= Data provided =

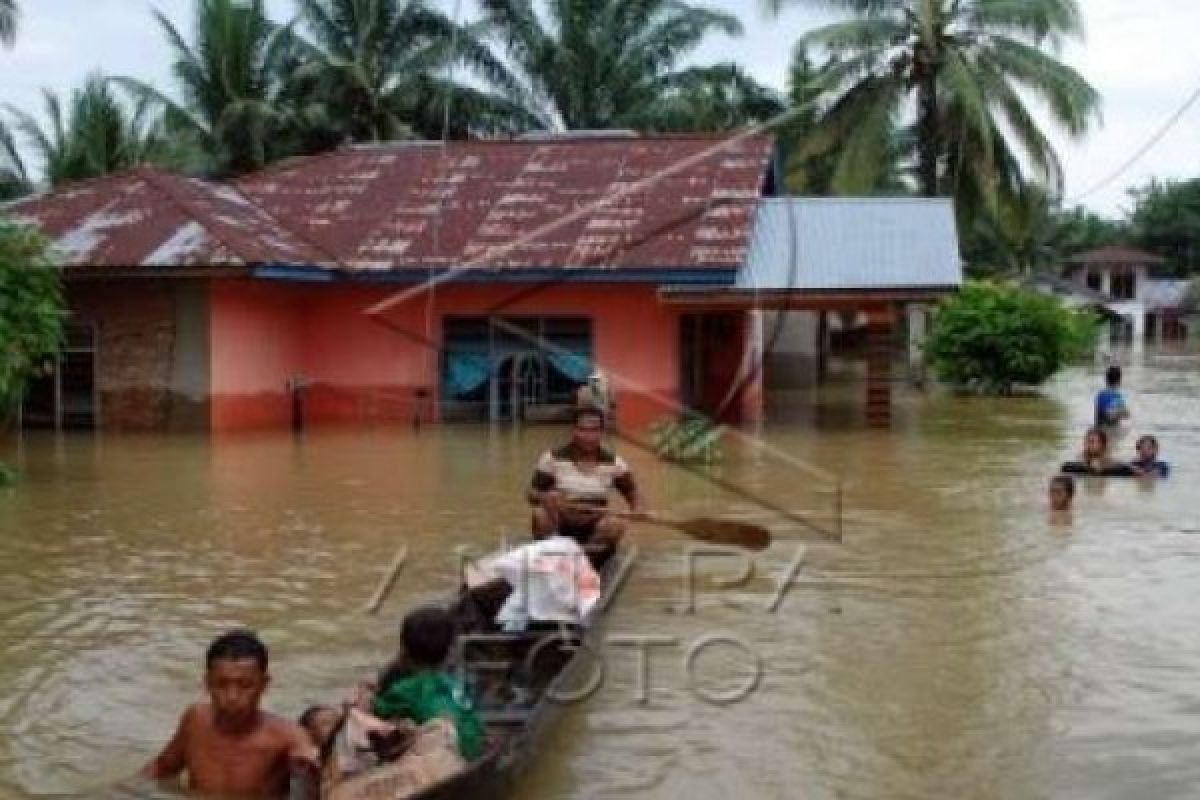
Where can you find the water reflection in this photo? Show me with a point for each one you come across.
(955, 643)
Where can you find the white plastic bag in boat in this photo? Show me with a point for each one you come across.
(552, 582)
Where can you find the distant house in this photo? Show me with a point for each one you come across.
(429, 281)
(1122, 276)
(1167, 316)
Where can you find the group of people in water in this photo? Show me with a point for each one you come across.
(1096, 458)
(417, 714)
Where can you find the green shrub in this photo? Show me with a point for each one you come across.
(31, 313)
(993, 337)
(687, 440)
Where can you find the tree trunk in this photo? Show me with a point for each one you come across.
(928, 149)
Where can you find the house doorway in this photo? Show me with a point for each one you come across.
(64, 395)
(513, 368)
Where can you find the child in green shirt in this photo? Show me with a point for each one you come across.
(424, 690)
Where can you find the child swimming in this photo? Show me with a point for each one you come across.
(1147, 463)
(1061, 493)
(229, 746)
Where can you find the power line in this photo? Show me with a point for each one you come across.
(1159, 134)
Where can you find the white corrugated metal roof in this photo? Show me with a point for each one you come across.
(852, 244)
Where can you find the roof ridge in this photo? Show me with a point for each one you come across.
(83, 182)
(286, 163)
(203, 221)
(155, 179)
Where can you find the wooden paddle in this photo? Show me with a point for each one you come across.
(713, 530)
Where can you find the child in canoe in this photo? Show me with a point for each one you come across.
(421, 690)
(229, 746)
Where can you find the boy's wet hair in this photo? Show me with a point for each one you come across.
(1066, 482)
(237, 645)
(427, 635)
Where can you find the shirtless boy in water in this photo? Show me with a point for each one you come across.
(231, 747)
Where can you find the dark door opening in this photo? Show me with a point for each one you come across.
(64, 395)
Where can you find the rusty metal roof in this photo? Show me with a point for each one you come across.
(678, 203)
(589, 202)
(1116, 254)
(151, 218)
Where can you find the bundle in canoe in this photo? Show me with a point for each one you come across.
(713, 530)
(517, 681)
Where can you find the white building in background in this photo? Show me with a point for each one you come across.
(1121, 276)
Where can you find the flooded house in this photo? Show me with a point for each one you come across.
(484, 280)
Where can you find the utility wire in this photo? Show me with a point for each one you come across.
(1159, 134)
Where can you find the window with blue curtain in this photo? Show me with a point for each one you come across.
(475, 353)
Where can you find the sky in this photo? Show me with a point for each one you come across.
(1141, 55)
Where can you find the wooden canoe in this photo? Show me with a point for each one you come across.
(521, 680)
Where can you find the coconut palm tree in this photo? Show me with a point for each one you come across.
(95, 134)
(229, 84)
(9, 13)
(599, 64)
(954, 77)
(13, 176)
(377, 70)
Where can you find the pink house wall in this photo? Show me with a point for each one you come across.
(255, 350)
(361, 370)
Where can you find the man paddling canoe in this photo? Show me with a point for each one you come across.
(570, 486)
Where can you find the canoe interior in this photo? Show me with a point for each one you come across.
(517, 681)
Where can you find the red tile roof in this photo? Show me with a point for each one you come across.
(1116, 254)
(586, 200)
(148, 217)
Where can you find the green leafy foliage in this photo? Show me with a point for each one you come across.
(993, 337)
(604, 64)
(31, 310)
(7, 22)
(94, 133)
(945, 85)
(689, 439)
(1165, 221)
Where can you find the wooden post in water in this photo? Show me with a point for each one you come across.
(880, 326)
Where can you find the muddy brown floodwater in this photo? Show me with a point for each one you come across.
(953, 645)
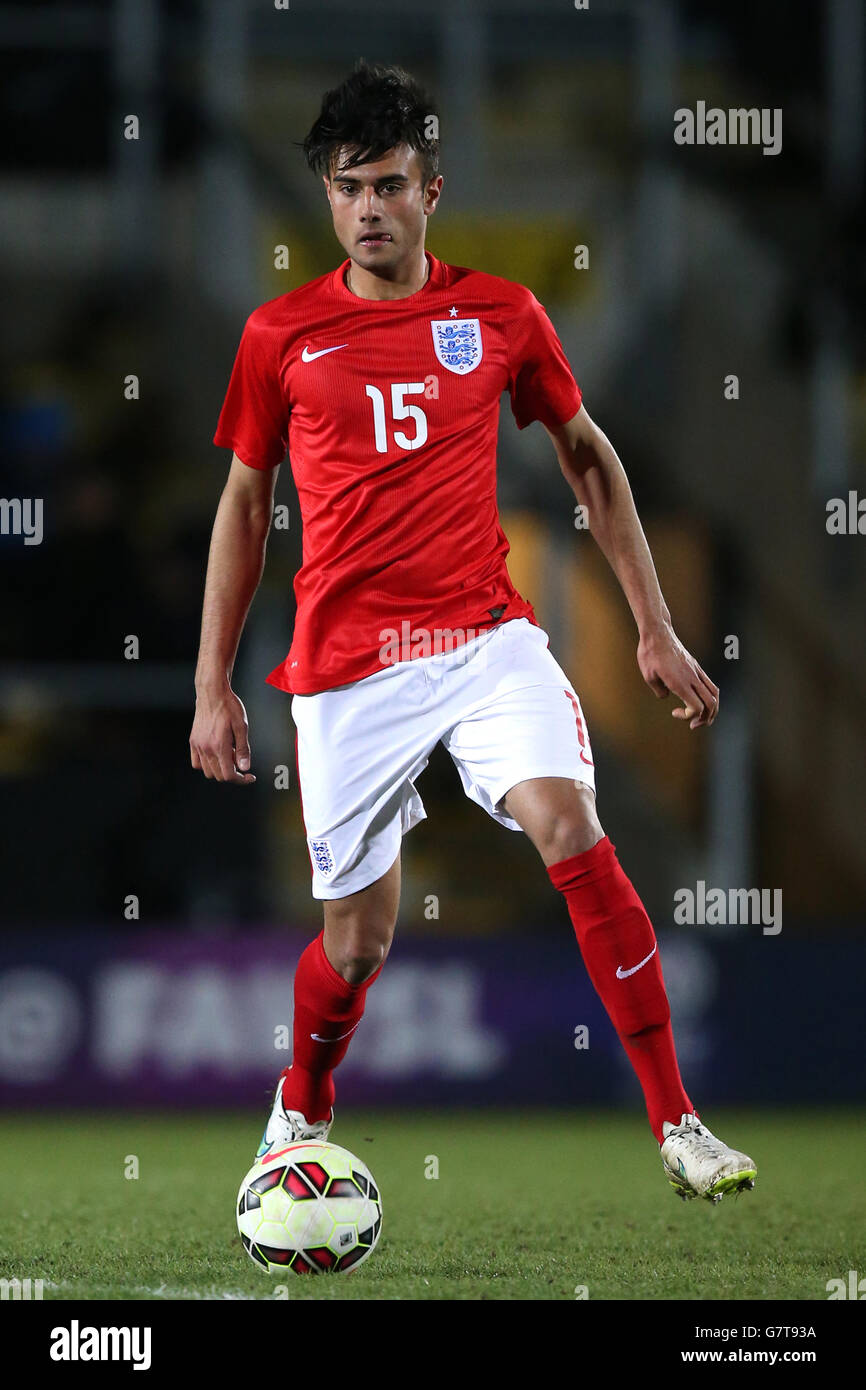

= Your objective =
From the line that contains "Where can you find the muddy" to the last line of the records above, copy each line exactly, both ends included, and leave the pictures out.

= Response below =
Where can you find the muddy brown floodwater in this photo? Show me with a point for each one you come across.
(953, 645)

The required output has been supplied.